- [Action item]
Set down the listing exactly as given, minus images.

- [Task inputs]

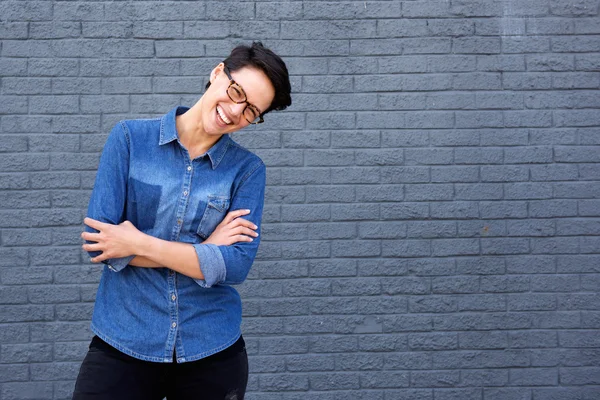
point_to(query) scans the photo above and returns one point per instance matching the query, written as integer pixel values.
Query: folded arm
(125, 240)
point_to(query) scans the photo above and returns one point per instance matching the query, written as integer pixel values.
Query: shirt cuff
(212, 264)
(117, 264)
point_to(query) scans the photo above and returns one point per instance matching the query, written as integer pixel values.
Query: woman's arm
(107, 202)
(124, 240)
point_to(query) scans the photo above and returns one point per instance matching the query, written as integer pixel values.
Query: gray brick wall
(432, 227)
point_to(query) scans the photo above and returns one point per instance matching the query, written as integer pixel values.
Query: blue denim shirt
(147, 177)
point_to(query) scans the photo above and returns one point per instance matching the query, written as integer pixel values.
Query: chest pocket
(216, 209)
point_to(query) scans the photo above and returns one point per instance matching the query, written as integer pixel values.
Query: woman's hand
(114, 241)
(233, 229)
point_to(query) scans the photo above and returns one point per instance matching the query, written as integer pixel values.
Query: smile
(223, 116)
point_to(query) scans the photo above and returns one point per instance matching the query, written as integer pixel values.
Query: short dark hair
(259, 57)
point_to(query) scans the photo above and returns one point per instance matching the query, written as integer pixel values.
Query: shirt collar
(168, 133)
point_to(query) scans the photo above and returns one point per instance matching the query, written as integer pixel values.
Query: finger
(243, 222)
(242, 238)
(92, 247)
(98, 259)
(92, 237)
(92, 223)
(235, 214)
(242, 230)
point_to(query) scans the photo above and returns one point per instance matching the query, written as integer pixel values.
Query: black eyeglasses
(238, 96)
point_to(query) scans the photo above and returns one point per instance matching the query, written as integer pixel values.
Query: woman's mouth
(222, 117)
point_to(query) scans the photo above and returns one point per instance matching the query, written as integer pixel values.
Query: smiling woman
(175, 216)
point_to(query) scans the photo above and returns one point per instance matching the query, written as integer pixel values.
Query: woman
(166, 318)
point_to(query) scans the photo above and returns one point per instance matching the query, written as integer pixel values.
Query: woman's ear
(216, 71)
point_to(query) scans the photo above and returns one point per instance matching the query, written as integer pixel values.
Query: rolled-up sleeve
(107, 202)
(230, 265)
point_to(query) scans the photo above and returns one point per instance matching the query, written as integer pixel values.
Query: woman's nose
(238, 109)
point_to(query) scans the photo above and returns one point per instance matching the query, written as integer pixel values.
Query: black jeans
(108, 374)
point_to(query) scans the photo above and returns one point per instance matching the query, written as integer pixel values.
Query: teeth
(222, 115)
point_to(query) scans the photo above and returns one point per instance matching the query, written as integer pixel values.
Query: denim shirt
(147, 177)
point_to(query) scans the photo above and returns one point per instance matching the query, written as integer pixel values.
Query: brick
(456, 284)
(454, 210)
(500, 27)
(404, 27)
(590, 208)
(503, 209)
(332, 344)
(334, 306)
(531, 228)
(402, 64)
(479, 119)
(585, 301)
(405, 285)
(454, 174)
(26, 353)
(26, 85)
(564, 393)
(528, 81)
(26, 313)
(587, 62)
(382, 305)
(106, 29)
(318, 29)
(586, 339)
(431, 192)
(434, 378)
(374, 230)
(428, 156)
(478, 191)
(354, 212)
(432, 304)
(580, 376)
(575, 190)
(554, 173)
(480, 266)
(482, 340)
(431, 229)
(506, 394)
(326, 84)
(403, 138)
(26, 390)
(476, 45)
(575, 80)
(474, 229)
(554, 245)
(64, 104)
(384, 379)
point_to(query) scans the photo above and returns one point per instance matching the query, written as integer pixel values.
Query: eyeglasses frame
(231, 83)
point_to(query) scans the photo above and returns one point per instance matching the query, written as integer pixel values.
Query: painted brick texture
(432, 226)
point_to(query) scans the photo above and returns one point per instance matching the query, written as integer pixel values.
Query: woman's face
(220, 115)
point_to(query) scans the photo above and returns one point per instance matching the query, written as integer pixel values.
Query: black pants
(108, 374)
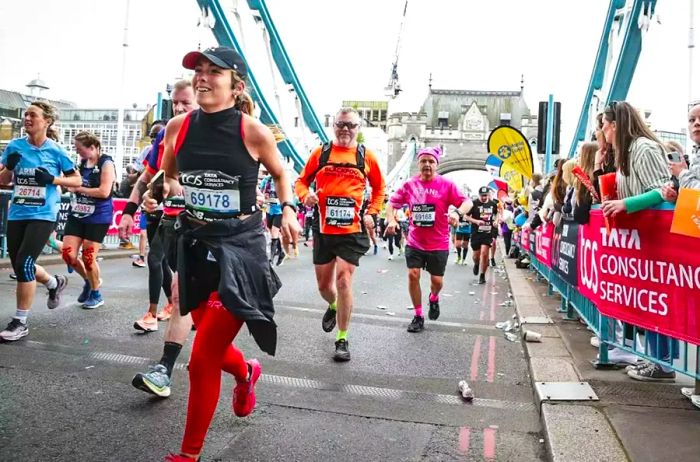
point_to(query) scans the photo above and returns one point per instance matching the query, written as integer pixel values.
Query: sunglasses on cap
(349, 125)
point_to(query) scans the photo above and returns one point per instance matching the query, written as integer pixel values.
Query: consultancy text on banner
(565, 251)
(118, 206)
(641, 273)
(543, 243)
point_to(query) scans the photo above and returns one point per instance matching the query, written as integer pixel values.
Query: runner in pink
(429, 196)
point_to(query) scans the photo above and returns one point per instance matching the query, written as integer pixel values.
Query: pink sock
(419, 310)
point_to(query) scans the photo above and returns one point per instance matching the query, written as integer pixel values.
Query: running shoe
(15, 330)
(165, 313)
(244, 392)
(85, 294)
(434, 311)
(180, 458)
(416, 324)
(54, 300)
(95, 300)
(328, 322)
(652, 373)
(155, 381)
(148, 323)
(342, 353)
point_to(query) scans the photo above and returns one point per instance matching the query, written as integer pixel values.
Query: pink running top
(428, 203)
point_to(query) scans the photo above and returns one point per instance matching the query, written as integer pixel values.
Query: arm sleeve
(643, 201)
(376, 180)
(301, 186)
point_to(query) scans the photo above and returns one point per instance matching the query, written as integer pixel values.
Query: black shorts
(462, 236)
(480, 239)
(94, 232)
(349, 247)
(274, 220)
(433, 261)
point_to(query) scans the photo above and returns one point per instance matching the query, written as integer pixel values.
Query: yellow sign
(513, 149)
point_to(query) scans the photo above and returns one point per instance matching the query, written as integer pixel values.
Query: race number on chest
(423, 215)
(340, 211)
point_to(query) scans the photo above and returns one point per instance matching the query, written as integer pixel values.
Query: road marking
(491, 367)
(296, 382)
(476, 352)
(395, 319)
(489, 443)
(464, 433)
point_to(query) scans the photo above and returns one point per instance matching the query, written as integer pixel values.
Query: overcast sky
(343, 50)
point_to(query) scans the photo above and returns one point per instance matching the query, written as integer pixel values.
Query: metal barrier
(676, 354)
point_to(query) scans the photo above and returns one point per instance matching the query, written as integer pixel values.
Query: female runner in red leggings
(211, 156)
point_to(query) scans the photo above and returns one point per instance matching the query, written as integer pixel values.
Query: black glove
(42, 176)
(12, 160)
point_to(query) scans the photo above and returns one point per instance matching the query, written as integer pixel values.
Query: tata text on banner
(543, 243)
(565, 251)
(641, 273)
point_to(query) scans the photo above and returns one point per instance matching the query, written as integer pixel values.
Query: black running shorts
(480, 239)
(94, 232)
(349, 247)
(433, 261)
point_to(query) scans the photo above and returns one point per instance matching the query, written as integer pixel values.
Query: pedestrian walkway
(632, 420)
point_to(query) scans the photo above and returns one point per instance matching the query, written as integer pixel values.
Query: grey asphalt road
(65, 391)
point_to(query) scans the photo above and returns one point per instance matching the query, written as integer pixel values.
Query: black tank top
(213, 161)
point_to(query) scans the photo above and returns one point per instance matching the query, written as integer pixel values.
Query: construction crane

- [Exercise answer]
point_to(query) scans the photo above and returns one point per instance matching the query, written as integer pixel values.
Query: folded arm
(125, 240)
point_to(query) scans the photo above and returns one point per instance matching the query, written as integer pixel values.
Query: shirt cuff
(212, 264)
(117, 264)
point_to(query) scans the photo above and returns one point per instance matching the query, written as integer pixel values.
Query: woman's arm
(107, 202)
(124, 240)
point_to(query) scans the photo above and returns one point per instance matching the query, written as integer pixel values.
Query: gray brick wall
(432, 227)
point_to(query) scans the photo above and returns one point per instance matching the query, written as integer pixel values.
Query: blue denim shirt
(147, 177)
point_to(query) scans the photo above and returns one point per instance matching the query, written as integer pixel values.
Query: chest pocket
(216, 209)
point_to(query) scans the photo above and returns one point per instance matching the query, written as integer pixel values.
Query: woman's hand
(114, 241)
(233, 229)
point_to(query) scans the photo above and returns one point per instance matching the query, written as integer pixel values.
Query: smile
(223, 116)
point_to(query) scans the photo above and returns one point per instance matching the query, written as integer pixel values.
Query: short dark hair
(259, 57)
point_to(query) scans the photo above and returns one point per instance matching the query, written as integer pixel values.
Query: shirt collar
(168, 133)
point_to(query) scans the photo above and returns one point per instance matching the query, written as integer pixel values.
Query: finger
(243, 222)
(242, 238)
(92, 247)
(98, 259)
(92, 237)
(92, 223)
(235, 214)
(242, 230)
point_to(query) scans the photo above and returns one point per instance matching the query, written as integer pixel values.
Query: black eyeglasses
(238, 96)
point_to(query) scans the photo above and returns one point per instance matching the query, written as integer pixel values.
Query: woman's mouth
(222, 117)
point_to(query) scans the photo above and returns one point per instance matching the query, written as integer pixel values.
Query: smiling woman
(175, 216)
point_to(query) scans the photo above and returns one point per instance matching the query, written as integer pixel values.
Query: woman
(166, 318)
point_to(query) scans the photo above and returns one point per instance matching the query, written as integer pixel values.
Query: woman's ear
(216, 71)
point_to(query) scans the photo above and returns one point per instance matching the query, written as integer pixel values.
Query: rolled-up sleeve
(107, 202)
(230, 265)
point_to(query) scans the photo above and returns one point per instance matching the query, written as integer pixel values.
Query: woman's nose
(238, 109)
point_to(query) scans the photo above and returns one point per instance matching the query, written as integer pixel values.
Query: black jeans
(108, 374)
point_to(query) scans the photo above and returns one point per instance matching the query, written as integer pixel values.
Query: teeth
(222, 115)
point_to(query) scans the photo above and returns one point per instance matching the query, written as integer pixel values.
Query: denim shirt
(147, 177)
point_to(query) scans the photo above and returns one point per instance matching the query, written as integer pixel values.
Query: brick
(456, 284)
(454, 210)
(500, 27)
(404, 27)
(590, 208)
(503, 209)
(332, 344)
(334, 306)
(531, 228)
(402, 64)
(479, 119)
(585, 301)
(405, 285)
(454, 174)
(26, 353)
(26, 85)
(564, 393)
(528, 81)
(26, 313)
(587, 62)
(382, 305)
(106, 29)
(318, 29)
(586, 339)
(431, 192)
(434, 378)
(374, 230)
(428, 156)
(478, 191)
(354, 212)
(432, 304)
(580, 376)
(575, 190)
(554, 173)
(480, 266)
(482, 340)
(431, 229)
(506, 394)
(326, 84)
(403, 138)
(26, 390)
(476, 45)
(575, 80)
(474, 229)
(554, 245)
(64, 104)
(384, 379)
point_to(query) scans the photo above and returns one point per instance matching the query, written as integer pixel values.
Query: eyeglasses frame
(231, 83)
point_to(query) scans the photo above and returns one point per instance matching the query, written as integer pixel values.
Query: painted brick texture
(432, 226)
point_to(query) scans the photo above and returns one point per instance matching the query, written as integer pixel values.
Query: woman's face
(220, 115)
point_to(query) scans the photo above and returns one point per instance matching the query, written as integer pixel values.
Query: black pants
(108, 374)
point_to(query) scans the photo above and returns one point per instance matching the query, written as integer pixel values.
Query: sunglasses on cap
(349, 125)
point_to(query) scans the photo above and returns one point per instance matching the query, written as integer pixel values.
Query: consultancy text on banner
(565, 251)
(118, 206)
(641, 273)
(543, 243)
point_to(query) scans the photo above and returns one point per instance matching the query, written as integer pixel values.
Query: runner in pink
(429, 196)
point_to(query) scans the photo above and returns one point per instance matching the query, written as integer pixel values.
Query: pink sock
(419, 310)
point_to(query) scans the photo above and returns one point per instance matching the query, written as integer pixel values.
Query: running shoe
(15, 330)
(165, 313)
(244, 392)
(85, 294)
(434, 311)
(180, 458)
(416, 324)
(54, 300)
(95, 300)
(328, 322)
(652, 373)
(155, 381)
(148, 323)
(342, 353)
point_to(query) scans the photo above and returns one point per instance matching the query, written as integer pixel values.
Query: pink running top
(428, 203)
point_to(query) scans the photo above and returns one point per instance matching the query, written as integer pixel values.
Query: arm sleeve
(643, 201)
(376, 180)
(301, 186)
point_to(query) scans the photo above and returns one point per instance matching the query, written as integer pixel values.
Query: black shorts
(462, 236)
(480, 239)
(94, 232)
(349, 247)
(274, 220)
(433, 261)
point_to(query) scans the photo above and returns one point per instance matching the query, written as integer pixel values.
Query: yellow sign
(513, 149)
point_to(query) scans the photo above and returns one point per instance matching the query, written as integer pixel values.
Query: race number on chest
(423, 215)
(340, 211)
point_to(query) scans the photo above and returns one point per instance matching the query, written as integer pixel values.
Query: road marking
(491, 367)
(296, 382)
(476, 352)
(395, 319)
(489, 443)
(464, 433)
point_to(query) scans the photo above and returns one point per instance matching the query, written as integer pixel values.
Query: overcast sky
(343, 50)
point_to(query) scans the photo above and returns one point per instance matching the query, written as integer pixel values.
Query: metal barrier
(676, 354)
point_to(query) scans the photo above and returns one point per instance matching the query, written as integer pixel values.
Query: female runner in red leggings
(211, 156)
point_to(query) scans the photo above and returns one point per instance matching the query, written as integer pixel values.
Query: black glove
(42, 176)
(12, 160)
point_to(query) scans the photo above and returns one point per instance matching the query, written as integer pixel values.
Query: tata text on banner
(543, 243)
(565, 251)
(641, 273)
point_to(query) scans the photo above and returns one point per instance matching the query, written as integer pixel values.
Query: black running shorts
(480, 239)
(94, 232)
(349, 247)
(433, 261)
point_to(query) scans the photo above and returns one point per instance matching the query, written as integer pixel values.
Query: pedestrian walkway
(632, 420)
point_to(query) scans the photo above and returns one point per instance matching the query, written as integer pixel values.
Query: grey asphalt road
(65, 391)
point_to(query) scans the photo above and returns one point per instance matching the query, written as integer pixel values.
Query: black tank top
(213, 161)
point_to(query) scans the photo above and returns one point per instance matching the query, written as integer pixel values.
Query: construction crane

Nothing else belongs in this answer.